:: THE EXERCISE ::
Turn the lines below into a numbered list, skipping any blank lines. Leave the pictures out of your list.

[A portion of a data file]
····················

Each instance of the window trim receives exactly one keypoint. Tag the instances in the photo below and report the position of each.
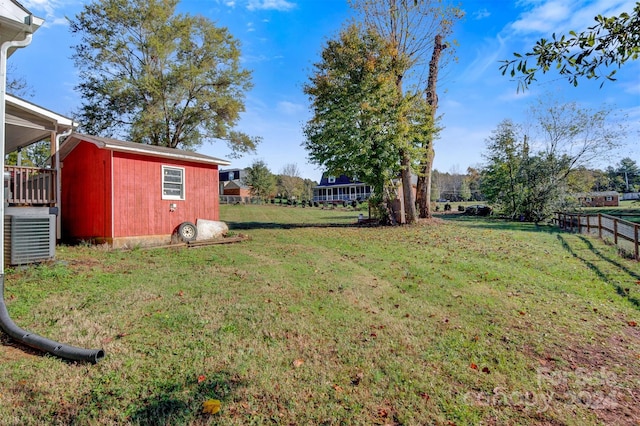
(180, 197)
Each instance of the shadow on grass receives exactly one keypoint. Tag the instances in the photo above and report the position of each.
(182, 403)
(599, 271)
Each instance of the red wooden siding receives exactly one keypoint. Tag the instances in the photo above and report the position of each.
(86, 193)
(139, 209)
(108, 195)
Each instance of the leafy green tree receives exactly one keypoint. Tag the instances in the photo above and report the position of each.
(628, 168)
(530, 184)
(465, 191)
(355, 126)
(261, 181)
(157, 77)
(415, 30)
(609, 43)
(500, 177)
(307, 189)
(290, 184)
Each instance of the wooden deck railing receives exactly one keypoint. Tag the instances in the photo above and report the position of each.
(29, 186)
(622, 232)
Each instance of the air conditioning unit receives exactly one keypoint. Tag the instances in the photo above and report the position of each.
(29, 238)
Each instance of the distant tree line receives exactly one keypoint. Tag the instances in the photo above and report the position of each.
(622, 177)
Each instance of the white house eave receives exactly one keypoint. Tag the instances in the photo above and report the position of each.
(174, 156)
(50, 116)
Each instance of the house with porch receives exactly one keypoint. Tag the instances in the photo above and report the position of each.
(32, 193)
(342, 188)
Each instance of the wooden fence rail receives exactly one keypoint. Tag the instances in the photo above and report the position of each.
(622, 232)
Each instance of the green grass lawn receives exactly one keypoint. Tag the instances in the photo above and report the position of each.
(316, 321)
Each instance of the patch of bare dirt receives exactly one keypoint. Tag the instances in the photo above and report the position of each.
(602, 377)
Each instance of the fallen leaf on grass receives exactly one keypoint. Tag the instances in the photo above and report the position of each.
(211, 406)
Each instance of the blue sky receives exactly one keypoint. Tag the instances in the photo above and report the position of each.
(281, 39)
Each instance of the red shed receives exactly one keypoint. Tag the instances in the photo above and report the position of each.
(127, 194)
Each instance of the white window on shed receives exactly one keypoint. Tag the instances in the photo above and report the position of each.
(172, 183)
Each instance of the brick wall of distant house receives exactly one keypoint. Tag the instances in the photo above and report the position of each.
(241, 192)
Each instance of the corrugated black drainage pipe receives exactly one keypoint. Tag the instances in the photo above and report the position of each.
(41, 343)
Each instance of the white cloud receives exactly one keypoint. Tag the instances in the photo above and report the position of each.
(543, 18)
(560, 16)
(289, 108)
(281, 5)
(49, 10)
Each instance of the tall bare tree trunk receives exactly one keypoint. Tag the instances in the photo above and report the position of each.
(407, 189)
(426, 165)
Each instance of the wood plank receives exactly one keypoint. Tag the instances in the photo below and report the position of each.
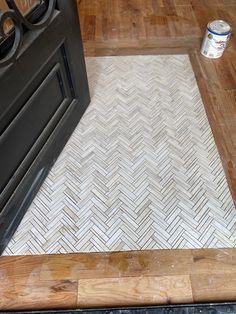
(39, 295)
(139, 263)
(133, 291)
(141, 277)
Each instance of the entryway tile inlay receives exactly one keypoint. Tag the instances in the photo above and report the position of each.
(141, 170)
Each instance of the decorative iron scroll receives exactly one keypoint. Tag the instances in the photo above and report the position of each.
(18, 21)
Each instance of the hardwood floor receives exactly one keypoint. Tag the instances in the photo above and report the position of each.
(116, 27)
(117, 279)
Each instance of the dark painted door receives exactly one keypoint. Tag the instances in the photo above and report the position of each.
(43, 94)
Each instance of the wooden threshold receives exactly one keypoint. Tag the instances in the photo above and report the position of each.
(136, 278)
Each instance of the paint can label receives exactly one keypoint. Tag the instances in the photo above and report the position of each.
(216, 38)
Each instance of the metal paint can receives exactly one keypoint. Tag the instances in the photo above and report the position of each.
(217, 35)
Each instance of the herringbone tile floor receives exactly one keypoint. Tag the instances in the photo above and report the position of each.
(141, 171)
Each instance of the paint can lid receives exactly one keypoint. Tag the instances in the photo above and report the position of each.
(219, 27)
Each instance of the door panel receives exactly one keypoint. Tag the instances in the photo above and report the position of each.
(44, 93)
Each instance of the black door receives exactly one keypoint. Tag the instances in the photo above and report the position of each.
(43, 94)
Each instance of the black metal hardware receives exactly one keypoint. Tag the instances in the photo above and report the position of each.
(18, 22)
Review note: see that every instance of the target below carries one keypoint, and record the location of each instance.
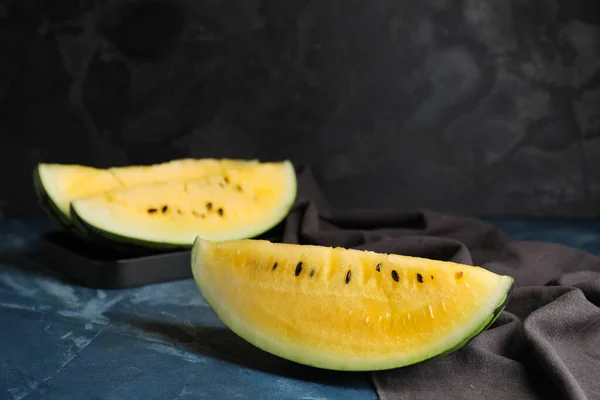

····················

:: THE ANSWER ::
1. Each instance of the window trim receives exactly one keypoint. Tag the instances in the photo below and report the position of each.
2. (180, 197)
3. Each instance of the shadow on grass receives exactly one keypoint. Tag the instances in the photo above and report the position of each.
4. (182, 403)
5. (599, 271)
6. Each instance of the red wooden siding receives exactly one keypoint. Tag the instances in the photo above and report the position of each.
7. (86, 193)
8. (139, 209)
9. (108, 195)
10. Each instance of the leafy green tree receives exactly one keypoint. Tag the instances in the photo above and report the position of each.
11. (628, 168)
12. (530, 184)
13. (465, 191)
14. (355, 126)
15. (261, 181)
16. (157, 77)
17. (415, 30)
18. (609, 43)
19. (500, 177)
20. (307, 189)
21. (290, 184)
22. Each instance of the wooden deck railing receives exactly one keypoint. Tag the instances in the photo above and report the position of each.
23. (29, 186)
24. (622, 232)
25. Each instance of the air conditioning unit receives exactly one keypoint. Tag the instances in the photo above and report the position of each.
26. (29, 238)
27. Each instance of the distant tree line receives exactly one keypoint. Tag the instances in the photo above and report the position of each.
28. (622, 177)
29. Each instance of the white house eave receives exactly one keypoint. Tag the instances in the photo above and report the position of each.
30. (174, 156)
31. (50, 116)
32. Each instance of the house with porch receives exactly one keypoint. Tag the instances in the photo above and report the position of each.
33. (32, 193)
34. (342, 188)
35. Each instance of the wooden fence rail receives exactly one keypoint. Tag the instances in the photo above and report the position of each.
36. (622, 232)
37. Each instance of the green grass lawn receives exactly one keypoint. Tag the instances in the photo above and report the position of each.
38. (316, 321)
39. Each instance of the patch of bare dirt receives exactly one keypoint. Tag the instances in the photo above and report the position of each.
40. (602, 377)
41. Each instance of the fallen leaf on grass receives exactly one keypoint. Tag the instances in the photo above and report the position of each.
42. (211, 406)
43. Each instance of the blue sky receives exactly one keypoint. Tag the instances in the photo above and report the position of each.
44. (281, 39)
45. Each instance of the red shed receives exactly one keypoint. Tag the instances in the photo above and report the position of each.
46. (127, 194)
47. Each instance of the white window on shed receives exactly one keypoint. Tag the instances in the photo above and report the position of each.
48. (172, 183)
49. Each instance of the brick wall of distant house receives exactly one keypoint. Tag the instances in the photo above and report the position of each.
50. (241, 192)
51. Each instance of the corrugated black drainage pipe receives exactly one keypoint. Tag the instances in the photo above and report the position of each.
52. (41, 343)
53. Each instance of the white cloud receives exactly one keypoint. Tag the instances in the photo above and report the position of each.
54. (543, 18)
55. (560, 16)
56. (289, 108)
57. (281, 5)
58. (49, 10)
59. Each instance of the tall bare tree trunk receives exactly one keypoint. Tag the instances in the photo above and report the position of each.
60. (407, 189)
61. (426, 165)
62. Each instance of the wood plank receives exactly one keypoint. Tag the instances in the photo below and report the position of each.
63. (39, 295)
64. (139, 263)
65. (133, 291)
66. (141, 277)
67. Each instance of the entryway tile inlay receives exactly one keypoint. Tag the instances in the photo above and report the position of each.
68. (141, 170)
69. Each instance of the decorative iron scroll receives exactly one keypoint. Tag the instances in the photo above and report the position of each.
70. (18, 21)
71. Each instance of the hardwood floor receives exactly one keypoint. Tag the instances in the photo above and report the position of each.
72. (116, 27)
73. (117, 279)
74. Each instance of the dark painted door receives exactly one keypoint. Tag the instances in the photo above and report the position of each.
75. (43, 94)
76. Each instance of the wooden threshold receives exactly one keypoint. Tag the instances in the photo above and report the position of each.
77. (136, 278)
78. Each instance of the paint can label receives exactly one keypoint. Tag the instances in the photo above and report the position of each.
79. (216, 38)
80. Each instance of the metal paint can receives exactly one keypoint. Tag the instances in the photo above and report the position of each.
81. (217, 35)
82. Each instance of the herringbone tile floor receives exactly one keypoint. Tag the instances in the photo above and report the position of each.
83. (141, 171)
84. Each instance of the paint can lid receives exactly one keypoint. Tag the instances in the photo above and report the position of each.
85. (219, 27)
86. Each instance of the door panel receives exactly one keypoint. Tag the instances in the photo above and report the position of each.
87. (44, 93)
88. Each instance of the black door receives exactly one keypoint. Tag the instances in the photo above and report the position of each.
89. (43, 94)
90. Each instance of the black metal hardware receives exactly one keypoint. Tag the instances in the photo above and report the position of each.
91. (18, 22)
92. Review note: see that every instance of the target below carries one keypoint, and record the location of each instance.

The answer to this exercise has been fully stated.